▶ _Task to carry out_
Write out the data below again, switching "bare tree" for "leafless tree" and leaving everything else unchanged. Omit the pictures from your answer.

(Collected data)
■ ■ ■

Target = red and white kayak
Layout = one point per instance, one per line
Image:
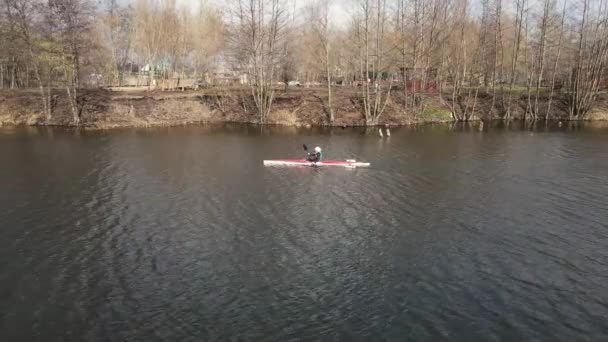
(301, 162)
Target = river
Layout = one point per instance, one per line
(181, 234)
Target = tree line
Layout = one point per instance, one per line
(547, 52)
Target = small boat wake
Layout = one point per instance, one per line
(349, 163)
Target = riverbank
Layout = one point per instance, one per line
(103, 108)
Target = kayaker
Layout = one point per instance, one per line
(315, 156)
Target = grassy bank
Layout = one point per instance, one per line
(102, 108)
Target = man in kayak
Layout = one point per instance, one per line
(315, 156)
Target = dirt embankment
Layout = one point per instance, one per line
(102, 108)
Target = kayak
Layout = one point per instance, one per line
(301, 162)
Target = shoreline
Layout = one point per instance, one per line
(102, 109)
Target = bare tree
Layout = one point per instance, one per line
(321, 26)
(557, 58)
(370, 35)
(258, 30)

■ ■ ■

▶ _Result for this task_
Target = red and white kayak
Layout = one point per instance, one per line
Image:
(301, 162)
Target = river
Layout = one point per instance, one per line
(181, 234)
Target = tree line
Layout = one point per instance, one per line
(547, 52)
Target = small boat wake
Layout = one point per instance, one per line
(349, 163)
Target = riverbank
Layout = one point per instance, one per line
(103, 108)
Target = kayaker
Layout = one point per instance, one per line
(315, 156)
Target = grassy bank
Layout = one point per instance, one per line
(102, 108)
Target = man in kayak
Layout = one point per instance, one per line
(315, 156)
Target = dirt embankment
Layout = one point per instance, one per line
(102, 108)
Target = kayak
Layout = one point per instance, one per line
(301, 162)
Target = shoreline
Layout = one point per instance, one per line
(102, 109)
Target = leafless tree
Layout = one point per instance, one per line
(321, 26)
(557, 58)
(370, 35)
(258, 30)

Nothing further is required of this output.